• Work instructions: Retype all of the listing exactly, passing over any picture you find.

• Record set:
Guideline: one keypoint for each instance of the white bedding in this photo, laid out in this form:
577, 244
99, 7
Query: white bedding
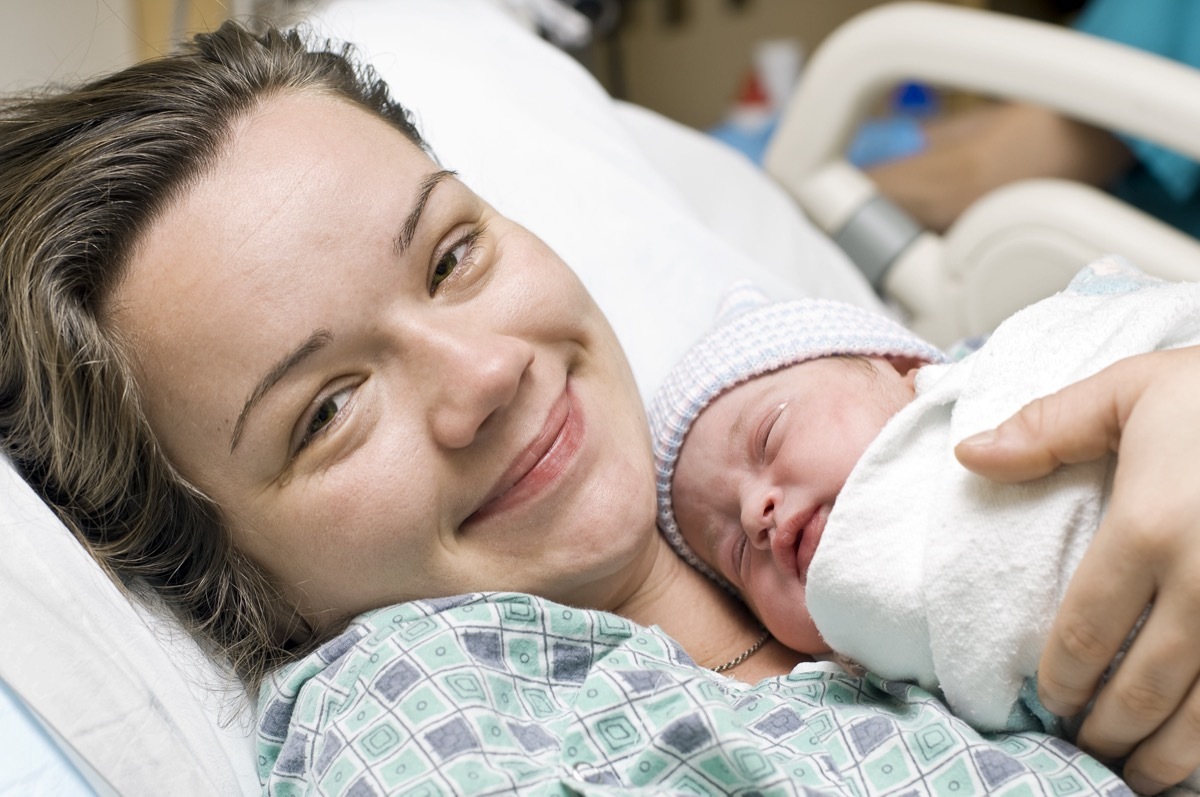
657, 219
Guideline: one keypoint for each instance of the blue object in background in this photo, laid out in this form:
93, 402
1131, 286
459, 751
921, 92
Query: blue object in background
880, 141
34, 761
877, 141
750, 141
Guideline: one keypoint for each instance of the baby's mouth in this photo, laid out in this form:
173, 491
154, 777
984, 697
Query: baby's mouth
809, 539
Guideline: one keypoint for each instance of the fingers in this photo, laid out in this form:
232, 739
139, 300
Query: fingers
1169, 755
1077, 424
1107, 594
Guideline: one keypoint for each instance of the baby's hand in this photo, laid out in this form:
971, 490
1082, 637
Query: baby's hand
1147, 549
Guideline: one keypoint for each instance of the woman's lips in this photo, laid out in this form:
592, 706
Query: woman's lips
540, 463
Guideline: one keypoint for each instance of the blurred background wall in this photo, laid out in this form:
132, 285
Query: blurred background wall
683, 58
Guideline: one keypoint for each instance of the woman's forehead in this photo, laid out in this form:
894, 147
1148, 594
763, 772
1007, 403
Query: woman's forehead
259, 249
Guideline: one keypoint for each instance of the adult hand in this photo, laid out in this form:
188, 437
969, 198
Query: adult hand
1147, 549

• Worked solution:
Guideline: one keypoint for each instance of the white bedding in this photo, laid out in this form:
577, 244
99, 7
Query: white bedding
657, 219
Guideline: one keypoint for each instance of the blue object in background in this photo, laid out in this form:
93, 402
1131, 286
459, 751
921, 92
Query: blue object in background
880, 141
34, 761
877, 141
750, 141
Guideline: one keypoint for each instance of the baby's mouth in this photo, laid out in this form:
173, 491
154, 777
984, 697
Query: baby's mouth
809, 539
Guideline: one keypoint for each instance of the fingers in this photo, laid out in this form:
232, 739
139, 300
Query: fingers
1169, 755
1077, 424
1107, 594
Guideline: one keypoint for each instance of the baby's hand in this photo, laid out in this form:
971, 490
1082, 637
Query: baby's hand
1147, 549
Guideline: one keypoint for each instance of the woman's lips in this photo, laid out in this form:
592, 706
Query: woman's lips
540, 463
Guideline: one keypoint for each instance of the blurred background wall in this photo, laid out in this form:
132, 285
Query: blurred background wall
683, 58
Guideline: one keypoint for each instance of the woman's forehead in this photo, laid out in this form:
894, 147
1148, 594
763, 772
1007, 403
Query: woman's forehead
259, 249
Guideline: one keypoint for each instance of the adult hand in this photo, laid out in this form:
188, 437
969, 198
Query: adult hand
1147, 549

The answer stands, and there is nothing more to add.